TASK DETAILS:
Update the listing below by replacing "Double-check pass" with "Verification round" wherever it appears, and leave everything else unchanged.

☆ ☆ ☆ ☆ ☆ ☆ ☆

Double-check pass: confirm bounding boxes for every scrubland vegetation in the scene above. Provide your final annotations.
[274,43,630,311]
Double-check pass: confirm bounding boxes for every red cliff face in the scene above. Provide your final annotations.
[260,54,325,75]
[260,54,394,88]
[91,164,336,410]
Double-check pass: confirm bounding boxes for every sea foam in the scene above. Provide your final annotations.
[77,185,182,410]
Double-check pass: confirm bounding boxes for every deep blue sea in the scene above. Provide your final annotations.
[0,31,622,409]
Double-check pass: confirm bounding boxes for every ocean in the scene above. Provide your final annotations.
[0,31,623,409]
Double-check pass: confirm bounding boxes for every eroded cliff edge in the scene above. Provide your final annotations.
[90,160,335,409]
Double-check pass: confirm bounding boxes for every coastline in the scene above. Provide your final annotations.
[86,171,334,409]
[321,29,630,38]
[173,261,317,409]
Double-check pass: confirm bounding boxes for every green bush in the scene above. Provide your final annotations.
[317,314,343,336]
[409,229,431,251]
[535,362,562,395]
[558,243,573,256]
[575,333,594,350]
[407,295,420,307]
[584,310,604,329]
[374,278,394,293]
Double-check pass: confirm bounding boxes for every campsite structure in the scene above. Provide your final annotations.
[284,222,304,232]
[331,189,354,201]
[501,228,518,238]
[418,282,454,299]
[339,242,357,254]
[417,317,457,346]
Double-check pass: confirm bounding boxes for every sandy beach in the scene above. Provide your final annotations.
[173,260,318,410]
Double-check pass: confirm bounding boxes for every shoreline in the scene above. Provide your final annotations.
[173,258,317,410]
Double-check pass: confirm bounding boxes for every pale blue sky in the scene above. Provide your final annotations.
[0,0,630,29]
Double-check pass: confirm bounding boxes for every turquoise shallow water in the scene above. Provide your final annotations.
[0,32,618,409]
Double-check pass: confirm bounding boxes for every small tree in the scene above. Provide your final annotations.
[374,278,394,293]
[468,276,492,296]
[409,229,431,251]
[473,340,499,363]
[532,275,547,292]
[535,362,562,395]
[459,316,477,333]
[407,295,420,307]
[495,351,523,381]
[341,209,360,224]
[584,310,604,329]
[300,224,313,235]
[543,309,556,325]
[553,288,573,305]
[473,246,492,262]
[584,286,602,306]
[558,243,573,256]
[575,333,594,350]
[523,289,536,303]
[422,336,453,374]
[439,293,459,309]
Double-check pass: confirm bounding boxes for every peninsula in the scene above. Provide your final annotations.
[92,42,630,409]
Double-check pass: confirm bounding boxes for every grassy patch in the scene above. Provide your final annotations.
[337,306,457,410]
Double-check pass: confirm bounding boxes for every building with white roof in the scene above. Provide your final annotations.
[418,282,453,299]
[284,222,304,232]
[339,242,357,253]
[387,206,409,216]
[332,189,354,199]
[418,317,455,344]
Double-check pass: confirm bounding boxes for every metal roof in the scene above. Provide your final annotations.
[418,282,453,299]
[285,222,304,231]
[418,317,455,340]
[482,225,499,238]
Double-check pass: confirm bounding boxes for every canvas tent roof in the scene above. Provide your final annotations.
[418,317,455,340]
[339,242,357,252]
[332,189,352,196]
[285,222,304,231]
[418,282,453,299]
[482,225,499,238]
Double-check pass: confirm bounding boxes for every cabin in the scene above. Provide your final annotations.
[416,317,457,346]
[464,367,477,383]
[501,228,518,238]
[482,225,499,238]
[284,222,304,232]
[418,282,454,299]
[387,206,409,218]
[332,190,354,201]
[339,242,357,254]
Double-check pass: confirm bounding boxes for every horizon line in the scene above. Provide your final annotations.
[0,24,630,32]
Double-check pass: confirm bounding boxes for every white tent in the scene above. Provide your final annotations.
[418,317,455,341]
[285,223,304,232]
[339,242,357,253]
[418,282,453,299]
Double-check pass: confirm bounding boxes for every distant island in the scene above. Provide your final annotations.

☆ ☆ ☆ ☆ ☆ ☆ ☆

SOLUTION:
Verification round: confirm bounding boxes for every scrubland vegetation in the scene above. Provide your final annotations.
[274,43,630,311]
Verification round: confirm bounding boxes for every red cliff face in the scene above. Provide your final annotations.
[260,54,325,75]
[260,54,394,88]
[91,164,336,410]
Verification round: confirm bounding boxes for every sea foam in the scene above. Provide your final annotations.
[77,185,182,410]
Verification round: confirm bounding boxes for every deep blue sea in the scene above. Provide your final annotations.
[0,31,622,409]
Verification round: confirm bounding boxes for every ocean in the scene above. Provide your final annotations.
[0,31,623,409]
Verification round: confirm bounding boxes for every eroded cliff edge in the scene above. Provide your final annotations.
[90,160,335,409]
Verification round: confirm bounding boxes for every coastline in the scene above. Provide your final annotations.
[86,171,334,409]
[321,29,630,38]
[173,261,317,409]
Verification round: confirm bounding boxes for every green bush in the scene above. Provide your final annotations.
[317,314,343,336]
[409,229,431,251]
[535,362,562,395]
[558,243,573,256]
[575,333,594,350]
[407,295,420,307]
[584,310,604,329]
[374,278,394,293]
Verification round: confirm bounding boxes for every campsite structure in the scene above. Provide your final annotations.
[284,222,304,232]
[331,189,354,201]
[501,228,518,238]
[418,282,454,299]
[339,242,357,254]
[417,317,457,346]
Verification round: confirm bounding boxes for every sandy beach in the scene above. Provide your final annotations.
[173,260,318,410]
Verification round: confirm bounding boxes for every shoreline in the scene above. Provide your final annotations.
[173,258,317,410]
Verification round: confirm bounding boxes for every pale blue sky in the scene above. Provide your final annotations.
[0,0,630,29]
Verification round: confirm bounding boxes for every turquoise shallow water in the scene above. Provide your final annotations.
[0,32,618,409]
Verification round: confirm bounding boxes for every small tree in the scene above. Provide your final annotations.
[374,278,394,293]
[468,276,492,296]
[409,229,431,251]
[473,340,499,363]
[532,275,547,292]
[535,362,562,395]
[459,316,477,333]
[407,295,420,307]
[495,351,523,381]
[341,209,360,224]
[584,310,604,329]
[300,224,313,235]
[543,309,556,325]
[553,288,573,305]
[473,246,492,262]
[584,286,602,306]
[558,243,573,256]
[575,333,594,350]
[523,289,536,303]
[422,336,453,374]
[439,293,459,309]
Verification round: confirm bounding boxes for every peninsula in the scene above. Provide your final annotations.
[92,42,630,409]
Verification round: confirm bounding boxes for every grassy patch in the scene above. Provide your final annotations.
[337,306,457,410]
Verification round: confirm bounding boxes for every building with white roof in the scene above. Provide your final annotations.
[418,282,453,299]
[284,222,304,232]
[339,242,357,253]
[387,206,409,216]
[332,189,354,199]
[418,317,455,344]
Verification round: confirm bounding boxes for every metal roof in the scene above. Provide your final annotations.
[418,282,453,299]
[285,222,304,231]
[418,317,455,340]
[482,225,499,238]
Verification round: confirm bounding boxes for every canvas tent roof in the scene above. Provide your final annotations.
[418,317,455,340]
[339,242,357,252]
[332,189,352,196]
[285,222,304,231]
[418,282,453,299]
[482,225,499,238]
Verification round: confirm bounding boxes for every cabin in the scene above. Provide your final annotations.
[416,317,457,346]
[464,367,477,383]
[501,228,518,238]
[482,225,499,238]
[284,222,304,232]
[418,282,454,299]
[387,206,409,218]
[332,190,354,201]
[339,242,357,254]
Verification round: confirm bounding boxes for every horizon line in the scene above. Provide your final annotations.
[0,24,630,32]
Verification round: confirm bounding boxes for every white tent in the scene above. Provide your final annotations.
[418,317,455,341]
[285,223,304,232]
[339,242,357,253]
[418,282,453,299]
Verification round: confirm bounding boxes for every distant island in the scene above. Provide your final annotations.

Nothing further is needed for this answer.